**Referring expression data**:
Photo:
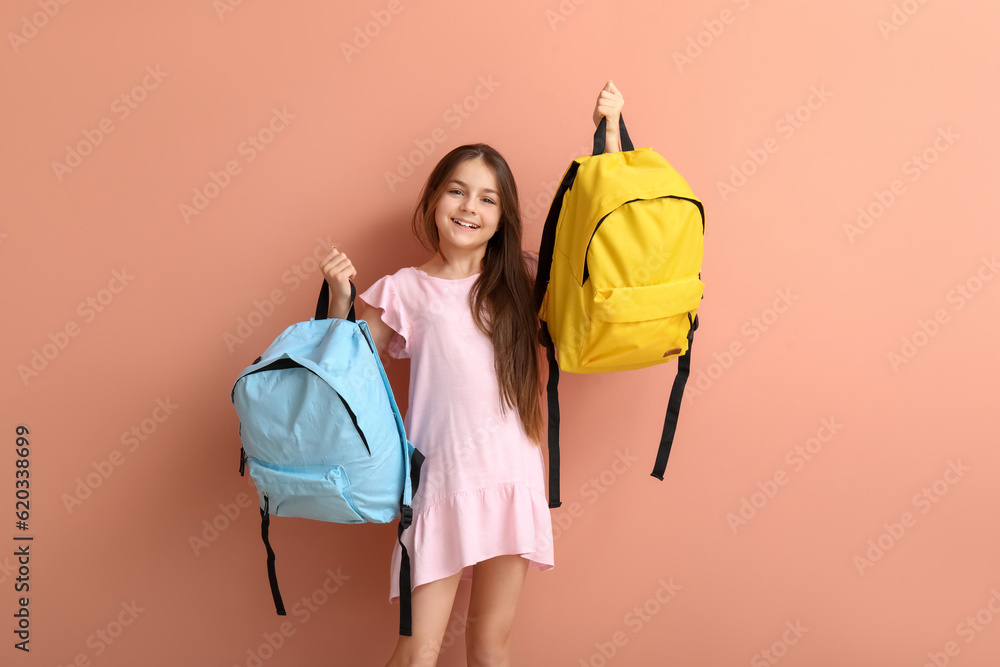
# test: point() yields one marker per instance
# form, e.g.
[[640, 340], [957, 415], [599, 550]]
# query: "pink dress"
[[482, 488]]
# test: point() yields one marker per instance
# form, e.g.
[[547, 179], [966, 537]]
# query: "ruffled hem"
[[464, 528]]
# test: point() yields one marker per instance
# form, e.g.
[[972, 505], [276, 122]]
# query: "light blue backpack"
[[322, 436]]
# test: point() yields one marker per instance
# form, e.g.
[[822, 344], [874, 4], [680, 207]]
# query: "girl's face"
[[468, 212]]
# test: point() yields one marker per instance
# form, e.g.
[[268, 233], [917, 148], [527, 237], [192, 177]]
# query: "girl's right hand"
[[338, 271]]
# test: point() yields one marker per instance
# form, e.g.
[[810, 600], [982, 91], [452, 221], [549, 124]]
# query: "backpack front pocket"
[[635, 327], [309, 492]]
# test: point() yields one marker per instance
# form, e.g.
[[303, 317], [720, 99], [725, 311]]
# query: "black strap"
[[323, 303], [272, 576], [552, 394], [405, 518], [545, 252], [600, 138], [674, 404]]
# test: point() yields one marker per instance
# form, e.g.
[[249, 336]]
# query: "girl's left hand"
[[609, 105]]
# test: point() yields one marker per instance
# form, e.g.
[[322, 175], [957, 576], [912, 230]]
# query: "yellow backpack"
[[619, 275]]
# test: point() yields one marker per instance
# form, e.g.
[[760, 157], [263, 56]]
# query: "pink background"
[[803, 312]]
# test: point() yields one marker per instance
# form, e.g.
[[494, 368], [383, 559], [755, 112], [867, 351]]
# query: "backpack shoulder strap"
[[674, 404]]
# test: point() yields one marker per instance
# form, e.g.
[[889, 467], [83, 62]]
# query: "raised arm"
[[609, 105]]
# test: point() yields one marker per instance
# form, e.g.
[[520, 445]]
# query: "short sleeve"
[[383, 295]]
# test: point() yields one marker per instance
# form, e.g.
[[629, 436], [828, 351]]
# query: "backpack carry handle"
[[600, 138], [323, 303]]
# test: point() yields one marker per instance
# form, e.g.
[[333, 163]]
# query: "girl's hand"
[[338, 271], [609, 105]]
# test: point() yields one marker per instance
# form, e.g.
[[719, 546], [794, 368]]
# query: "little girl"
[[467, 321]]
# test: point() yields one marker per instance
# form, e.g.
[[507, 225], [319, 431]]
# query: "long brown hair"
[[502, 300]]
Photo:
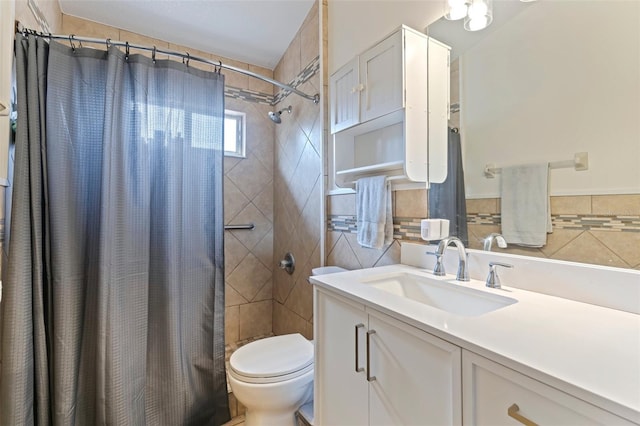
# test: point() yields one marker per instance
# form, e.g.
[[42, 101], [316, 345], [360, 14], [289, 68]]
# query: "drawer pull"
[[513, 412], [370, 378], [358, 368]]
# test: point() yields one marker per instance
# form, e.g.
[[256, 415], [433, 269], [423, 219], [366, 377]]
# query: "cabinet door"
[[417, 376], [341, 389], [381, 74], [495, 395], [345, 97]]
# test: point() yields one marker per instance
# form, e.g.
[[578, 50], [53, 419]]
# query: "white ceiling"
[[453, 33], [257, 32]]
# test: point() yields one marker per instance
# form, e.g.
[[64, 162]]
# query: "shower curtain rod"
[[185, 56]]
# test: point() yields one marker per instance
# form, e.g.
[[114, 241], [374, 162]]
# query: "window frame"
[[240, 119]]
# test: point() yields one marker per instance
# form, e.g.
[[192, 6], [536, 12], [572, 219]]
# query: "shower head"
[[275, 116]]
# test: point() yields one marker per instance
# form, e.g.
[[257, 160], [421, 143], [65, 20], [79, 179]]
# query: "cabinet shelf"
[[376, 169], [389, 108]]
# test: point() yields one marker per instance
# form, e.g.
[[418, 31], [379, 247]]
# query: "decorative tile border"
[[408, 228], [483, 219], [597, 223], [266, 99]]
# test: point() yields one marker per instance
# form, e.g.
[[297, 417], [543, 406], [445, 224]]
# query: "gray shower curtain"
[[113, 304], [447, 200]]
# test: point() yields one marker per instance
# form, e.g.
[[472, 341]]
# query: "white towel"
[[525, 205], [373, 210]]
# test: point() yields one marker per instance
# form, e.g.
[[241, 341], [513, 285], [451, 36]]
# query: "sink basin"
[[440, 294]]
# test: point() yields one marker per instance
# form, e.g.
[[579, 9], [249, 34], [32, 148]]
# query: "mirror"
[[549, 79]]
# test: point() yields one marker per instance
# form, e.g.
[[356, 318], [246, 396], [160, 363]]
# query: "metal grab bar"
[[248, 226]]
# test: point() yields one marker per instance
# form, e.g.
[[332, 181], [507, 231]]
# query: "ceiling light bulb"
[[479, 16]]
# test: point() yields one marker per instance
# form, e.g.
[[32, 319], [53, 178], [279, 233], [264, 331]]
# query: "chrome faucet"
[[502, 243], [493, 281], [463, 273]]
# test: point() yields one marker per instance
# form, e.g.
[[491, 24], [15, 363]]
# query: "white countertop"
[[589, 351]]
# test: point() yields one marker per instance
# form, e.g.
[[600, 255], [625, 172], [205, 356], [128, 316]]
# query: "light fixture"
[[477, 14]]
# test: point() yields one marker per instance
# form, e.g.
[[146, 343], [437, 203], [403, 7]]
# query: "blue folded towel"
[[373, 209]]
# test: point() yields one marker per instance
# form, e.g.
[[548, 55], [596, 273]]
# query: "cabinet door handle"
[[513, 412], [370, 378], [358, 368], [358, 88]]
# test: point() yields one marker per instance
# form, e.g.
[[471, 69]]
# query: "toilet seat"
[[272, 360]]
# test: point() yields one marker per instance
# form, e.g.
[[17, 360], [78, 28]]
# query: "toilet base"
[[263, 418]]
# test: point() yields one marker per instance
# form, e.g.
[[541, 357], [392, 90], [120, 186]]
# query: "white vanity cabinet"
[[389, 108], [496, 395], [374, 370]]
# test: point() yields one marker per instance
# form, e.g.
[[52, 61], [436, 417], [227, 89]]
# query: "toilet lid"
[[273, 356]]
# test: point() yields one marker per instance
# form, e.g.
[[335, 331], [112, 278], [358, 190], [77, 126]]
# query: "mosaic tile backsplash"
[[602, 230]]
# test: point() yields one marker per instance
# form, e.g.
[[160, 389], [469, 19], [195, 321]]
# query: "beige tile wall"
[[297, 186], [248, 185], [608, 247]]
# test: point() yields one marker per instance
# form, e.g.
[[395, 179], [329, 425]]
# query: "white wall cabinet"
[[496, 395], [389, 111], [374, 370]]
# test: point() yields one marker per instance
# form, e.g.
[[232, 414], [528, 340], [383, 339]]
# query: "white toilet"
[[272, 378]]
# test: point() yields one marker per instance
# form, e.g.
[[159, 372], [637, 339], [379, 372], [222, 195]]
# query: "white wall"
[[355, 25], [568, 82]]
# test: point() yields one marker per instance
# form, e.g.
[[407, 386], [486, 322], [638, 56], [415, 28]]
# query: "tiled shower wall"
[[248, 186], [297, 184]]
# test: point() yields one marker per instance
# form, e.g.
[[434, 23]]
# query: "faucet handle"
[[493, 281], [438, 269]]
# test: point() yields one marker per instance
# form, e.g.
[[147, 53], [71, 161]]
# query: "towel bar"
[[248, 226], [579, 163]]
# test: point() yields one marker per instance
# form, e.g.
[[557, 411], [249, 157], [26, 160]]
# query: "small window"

**Task to complete**:
Verbatim output of every entry above is required, though pictures are to be left out.

**Exercise result**:
Photo:
# test: point() yields one marker per instance
# form, e.g.
[[640, 340], [957, 415], [599, 550]]
# query: "pink dress"
[[482, 488]]
# test: point() yields one marker per instance
# form, e.g.
[[547, 179], [966, 537]]
# query: "ruffled hem"
[[464, 528]]
# test: point() yields one marker per instance
# form, e.g.
[[972, 505], [276, 122]]
# query: "light blue backpack"
[[322, 436]]
# test: point() yields one marker per instance
# form, e.g.
[[822, 344], [874, 4], [680, 207]]
# query: "girl's face"
[[468, 212]]
# test: point() yields one marker per instance
# form, e.g.
[[268, 233], [917, 148], [527, 237], [192, 177]]
# query: "girl's right hand"
[[338, 271]]
# test: point() yields one marker per instance
# form, e.g.
[[810, 600], [982, 91], [452, 221], [549, 124]]
# query: "backpack front pocket"
[[635, 327], [309, 492]]
# test: point() yields one marker per instance
# form, e.g.
[[303, 317], [720, 99], [725, 311]]
# query: "black strap"
[[323, 303], [272, 576], [552, 394], [405, 518], [545, 252], [600, 138], [674, 404]]
# test: point() yields one marker per instance
# form, e.g.
[[249, 336]]
# query: "girl's left hand"
[[609, 105]]
# test: point() yields one marker per instance
# form, e.g.
[[322, 175], [957, 576], [912, 230]]
# query: "yellow backpack"
[[619, 275]]
# test: point() yields one marker per instance
# form, e.g.
[[760, 157], [263, 56]]
# query: "pink background"
[[803, 312]]
# test: point() yields one marker per instance
# form, e.g.
[[494, 368], [383, 559], [755, 112], [867, 351]]
# query: "backpack shoulder strap"
[[674, 404]]
# test: point() yields one marker per instance
# form, e.g.
[[889, 467], [83, 62]]
# query: "raised arm"
[[609, 105]]
# test: point() yields one marker per instance
# form, e.g.
[[520, 445]]
# query: "short sleeve"
[[383, 295]]
# test: point() yields one marker per instance
# form, e.g.
[[629, 436], [828, 351]]
# query: "backpack carry handle"
[[600, 138], [323, 303]]
# test: point() yields one marker per instance
# form, e.g.
[[333, 163]]
# query: "girl's hand"
[[338, 271], [609, 105]]
# test: point() yields one marker per instance
# form, e.g.
[[719, 546], [794, 368]]
# query: "little girl"
[[467, 321]]
# test: point() yields one marker per instance
# form, e.g.
[[507, 225], [319, 431]]
# query: "long brown hair"
[[502, 300]]
Photo:
# test: point() yields one marker per instance
# form, e.g.
[[42, 101], [316, 345], [360, 14], [289, 68]]
# query: "drawer pull"
[[513, 412], [370, 378], [358, 368]]
# test: point() yields one marker per instance
# form, e.g.
[[256, 415], [433, 269], [423, 219], [366, 377]]
# query: "cabinet door"
[[417, 376], [341, 389], [381, 74], [495, 395], [345, 97]]
# test: point() yields one marker per instance
# form, e.g.
[[578, 50], [53, 419]]
# query: "white ceiling"
[[453, 33], [257, 32]]
# test: point() yields one marker per instance
# form, e.g.
[[64, 162]]
# query: "shower curtain rod"
[[185, 56]]
# test: point() yields one marker per instance
# form, e.g.
[[114, 241], [374, 162]]
# query: "window frame"
[[240, 119]]
# test: point() yields one marker per instance
# form, e.g.
[[192, 6], [536, 12], [572, 219]]
# query: "shower head"
[[275, 116]]
# test: point() yields one marker per instance
# form, e.g.
[[257, 160], [421, 143], [65, 20], [79, 179]]
# query: "cabinet shelf"
[[376, 169], [389, 108]]
# test: point() yields one marker per instance
# form, e.g.
[[418, 31], [379, 247]]
# query: "decorative tile border"
[[408, 228], [483, 219], [597, 223], [266, 99]]
# test: point() yields one marker per instance
# form, e.g.
[[297, 417], [543, 406], [445, 224]]
# query: "gray shower curtain"
[[113, 304], [447, 200]]
# test: point() yields one marker per instance
# form, e.g.
[[472, 341]]
# query: "white towel"
[[525, 205], [373, 210]]
# test: point() yields one marker per instance
# form, e.g.
[[241, 341], [513, 285], [451, 36]]
# query: "sink basin"
[[440, 294]]
# test: point() yields one marker per instance
# form, e.g.
[[579, 9], [249, 34], [32, 148]]
# query: "mirror"
[[549, 79]]
# test: point() yields one marker per instance
# form, e.g.
[[356, 318], [246, 396], [160, 363]]
# query: "metal grab bar"
[[248, 226]]
# test: point() yields one marker per instance
# form, e.g.
[[332, 181], [507, 231]]
# query: "ceiling light bulb"
[[479, 16]]
# test: point() yields one marker per instance
# form, e.g.
[[32, 319], [53, 178], [279, 233], [264, 331]]
# query: "chrome faucet"
[[502, 243], [493, 281], [463, 273]]
# test: point() yields one marker per instance
# form, e.g.
[[491, 24], [15, 363]]
# query: "white countertop"
[[589, 351]]
# test: point() yields one marker per instance
# form, e.g.
[[600, 255], [625, 172], [205, 356], [128, 316]]
# query: "light fixture"
[[477, 14]]
# test: point() yields one marker per instance
# form, e.g.
[[146, 343], [437, 203], [403, 7]]
# query: "blue folded towel"
[[373, 209]]
# test: point() yields one marker per instance
# form, e.g.
[[548, 55], [596, 273]]
# query: "cabinet door handle"
[[513, 412], [370, 378], [358, 368], [358, 88]]
# test: point() yields one marker per instance
# form, e.g.
[[471, 69]]
# query: "toilet seat"
[[272, 360]]
# test: point() yields one marker per instance
# form, e.g.
[[17, 360], [78, 28]]
# query: "toilet base"
[[263, 418]]
# test: point() yields one marker per instance
# form, e.g.
[[541, 357], [392, 90], [120, 186]]
# query: "white vanity cabinet"
[[389, 108], [496, 395], [374, 370]]
# test: point() yields one marker per instance
# form, e.g.
[[52, 61], [436, 417], [227, 89]]
# query: "toilet lid"
[[273, 356]]
# test: point() yields one marker per instance
# form, e.g.
[[335, 331], [112, 278], [358, 190], [77, 126]]
# query: "mosaic tile backsplash"
[[602, 230]]
# test: point() yields one marker per instance
# form, e.g.
[[160, 389], [469, 19], [195, 321]]
# query: "beige tile wall"
[[297, 186], [248, 185], [608, 247]]
# test: point() yields one marker per instance
# form, e.g.
[[395, 179], [329, 425]]
# query: "white wall cabinet"
[[496, 395], [389, 111], [374, 370]]
# test: point() yields one marker per instance
# form, e.g.
[[232, 414], [528, 340], [383, 339]]
# query: "white toilet"
[[272, 378]]
# test: point() yields one marker per instance
# form, e.g.
[[159, 372], [637, 339], [379, 372], [222, 195]]
# query: "white wall"
[[355, 25], [568, 82]]
# test: point() yields one marker per instance
# form, e.g.
[[407, 386], [486, 322], [638, 56], [415, 28]]
# query: "tiled shower wall"
[[248, 186], [297, 184]]
# test: point() yields one marker per instance
# form, e.g.
[[434, 23]]
# query: "faucet handle"
[[493, 281], [438, 269]]
# test: point() yields one marker per instance
# form, e.g.
[[147, 53], [71, 161]]
# query: "towel bar"
[[248, 226], [579, 163]]
# test: point() yields one marker per instance
# form, e.g.
[[557, 411], [249, 157], [26, 160]]
# query: "small window"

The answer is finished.